-- EXERCISE INPUT follows --

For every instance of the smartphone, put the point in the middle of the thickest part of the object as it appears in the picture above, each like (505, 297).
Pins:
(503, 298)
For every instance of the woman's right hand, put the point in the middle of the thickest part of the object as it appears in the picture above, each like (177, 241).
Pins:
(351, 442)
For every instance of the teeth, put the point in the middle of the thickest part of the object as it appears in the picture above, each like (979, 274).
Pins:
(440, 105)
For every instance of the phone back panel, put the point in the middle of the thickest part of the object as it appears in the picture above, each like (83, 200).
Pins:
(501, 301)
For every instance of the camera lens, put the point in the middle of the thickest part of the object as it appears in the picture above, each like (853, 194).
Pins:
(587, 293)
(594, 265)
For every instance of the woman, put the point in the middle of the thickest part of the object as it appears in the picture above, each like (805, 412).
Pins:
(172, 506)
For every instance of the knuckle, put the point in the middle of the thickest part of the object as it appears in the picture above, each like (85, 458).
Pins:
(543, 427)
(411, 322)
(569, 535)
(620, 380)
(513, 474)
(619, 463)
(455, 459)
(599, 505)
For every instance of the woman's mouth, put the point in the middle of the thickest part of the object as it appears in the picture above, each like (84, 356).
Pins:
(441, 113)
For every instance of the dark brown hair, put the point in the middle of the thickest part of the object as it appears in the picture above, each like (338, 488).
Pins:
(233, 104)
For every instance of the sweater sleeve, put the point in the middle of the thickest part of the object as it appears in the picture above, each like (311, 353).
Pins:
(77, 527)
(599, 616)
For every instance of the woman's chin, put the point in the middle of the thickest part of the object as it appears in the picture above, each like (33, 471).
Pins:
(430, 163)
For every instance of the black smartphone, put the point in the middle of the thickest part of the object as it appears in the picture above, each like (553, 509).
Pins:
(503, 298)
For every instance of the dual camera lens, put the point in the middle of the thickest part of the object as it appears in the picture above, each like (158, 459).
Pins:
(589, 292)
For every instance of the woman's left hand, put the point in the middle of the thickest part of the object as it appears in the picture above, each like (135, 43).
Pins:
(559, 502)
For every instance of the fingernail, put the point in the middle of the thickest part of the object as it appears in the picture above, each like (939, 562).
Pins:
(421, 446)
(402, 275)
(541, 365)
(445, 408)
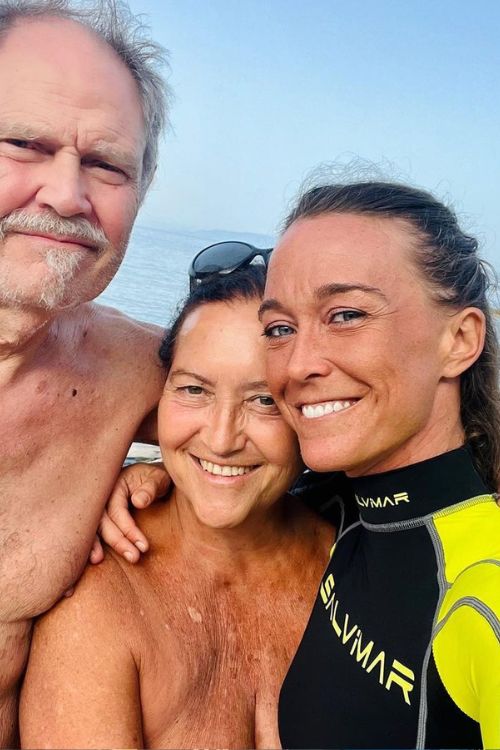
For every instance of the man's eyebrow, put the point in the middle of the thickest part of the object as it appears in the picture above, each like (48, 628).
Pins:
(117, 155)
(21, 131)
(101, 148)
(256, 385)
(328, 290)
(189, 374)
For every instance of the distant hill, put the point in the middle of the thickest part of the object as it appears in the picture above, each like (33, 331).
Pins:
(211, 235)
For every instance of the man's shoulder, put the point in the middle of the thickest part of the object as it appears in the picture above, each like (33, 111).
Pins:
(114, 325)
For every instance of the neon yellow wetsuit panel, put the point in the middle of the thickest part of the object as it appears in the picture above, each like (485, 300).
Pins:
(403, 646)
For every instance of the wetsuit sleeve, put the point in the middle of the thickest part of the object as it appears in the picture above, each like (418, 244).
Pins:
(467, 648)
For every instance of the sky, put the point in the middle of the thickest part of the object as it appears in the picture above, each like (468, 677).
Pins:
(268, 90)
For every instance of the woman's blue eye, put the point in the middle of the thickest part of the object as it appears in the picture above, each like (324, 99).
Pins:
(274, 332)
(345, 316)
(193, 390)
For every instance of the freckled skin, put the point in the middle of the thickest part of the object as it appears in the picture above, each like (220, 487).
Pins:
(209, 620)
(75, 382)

-- EXERCISE INPUT concluded --

INSTRUCTIONS TO FOLLOW - Excluding images, return all of the records above word for word.

EXERCISE RESULT -
For every instance of the smartphone, put the point in the middle of the thickest part of the object as it appears in the picture above, each like (505, 297).
Pins:
(503, 298)
For every instance of the woman's right hand, put the point in the middle of the thickest part of the object as it appears in the picture above, each like (177, 241).
Pins:
(351, 442)
For every instance of the teeth, put the point in the middle of the thickest part of the object as it appears in the picture above, each like (979, 274).
Pins:
(440, 105)
For every instance of the phone back panel, put the point in the middle of the thickest part of the object as it appears in the picture above, each like (83, 200).
Pins:
(501, 301)
For every instance of the camera lens, put the point in the middle of the thickest part of the object as it appears in the picture above, each like (853, 194).
Pins:
(587, 293)
(594, 265)
For every instance of the woman, put the point in the middle of the thickest part of the object as it appears in the picture above, each like (805, 412).
Pins:
(172, 506)
For every instance of the knuckle, put the point in the middle of the thickest part of the object as it appears in the picture above, each like (85, 458).
Pins:
(543, 427)
(411, 322)
(569, 535)
(620, 380)
(513, 474)
(619, 463)
(455, 459)
(599, 505)
For every instance of the woman's mouth, put the point in the middle of the thickest part of the object as it appears in the picture above, each like (84, 356).
Pins:
(441, 113)
For every instance of the dark brown hair, put the point in the middle of the thickest part of the object as it appears in the picture above, each like (338, 488).
Pins:
(233, 104)
For every instance of the sweater sleeve, put the point in the middle of the thickest part of the object as it appears in the picture above, each like (311, 353).
Pins:
(77, 527)
(599, 616)
For every instance of the woman's chin, put the point in the middle of the thickest part of the object as it appears in the picture above, each like (33, 471).
Pins:
(430, 163)
For every instance of the black smartphone, put the point in the middle of the thickest part of the object as it appears in the picture above, each like (553, 509).
Pins:
(503, 298)
For every instance of the dual camera lens, put the point in the middle of the thickest part of the object as it appears in the picture above, each like (158, 459).
Pins:
(589, 292)
For every instance of the woman's left hand, put the point in the middle of the thickest part of the object as it appears in the picture above, each like (135, 43).
Pins:
(559, 502)
For every instance of the fingernail, put the point in the middle of the thickest part of the object as it appears in the picture above, each like (939, 562).
Pins:
(421, 446)
(402, 275)
(541, 365)
(445, 408)
For every instance of the man's eyebrow, put the point in the middle of the thickest part of the object as it appears in the picture above, each like (48, 628).
Pins:
(117, 155)
(21, 131)
(101, 148)
(256, 385)
(328, 290)
(189, 374)
For every instance of the distant hill, put the point in the middle of the thickest part of the object as it appears in the picture above, each like (33, 331).
Pins:
(211, 235)
For every instance of the man's shoulder, put the point in the middle of the thickest part of the object as it appears in the picture above, each like (33, 111).
Pins:
(114, 325)
For every instance of the neon yellow wetsuit panel, put the point in the middle of the thickest part of the object as it appears in the picture above, each like (485, 300).
Pins:
(403, 646)
For every instance of the wetsuit sleeve, put the point in the middle of the thickest part of the object as it appears in the picture above, each like (418, 244).
Pins:
(467, 648)
For every instance of the sky, put the point in the middle of the thickest part of the object as it appears in the picture above, each like (468, 677).
Pins:
(268, 90)
For every instance of the woman's blue eye, put the point in the middle of the thickest part of the object as it appears in the picture above, each like (324, 99).
Pins:
(274, 332)
(345, 316)
(193, 390)
For every instance of the freckled skin, put the point in the middle of the thickest part of the object as it appears in the picture above, each like (220, 487).
Pins:
(209, 620)
(75, 382)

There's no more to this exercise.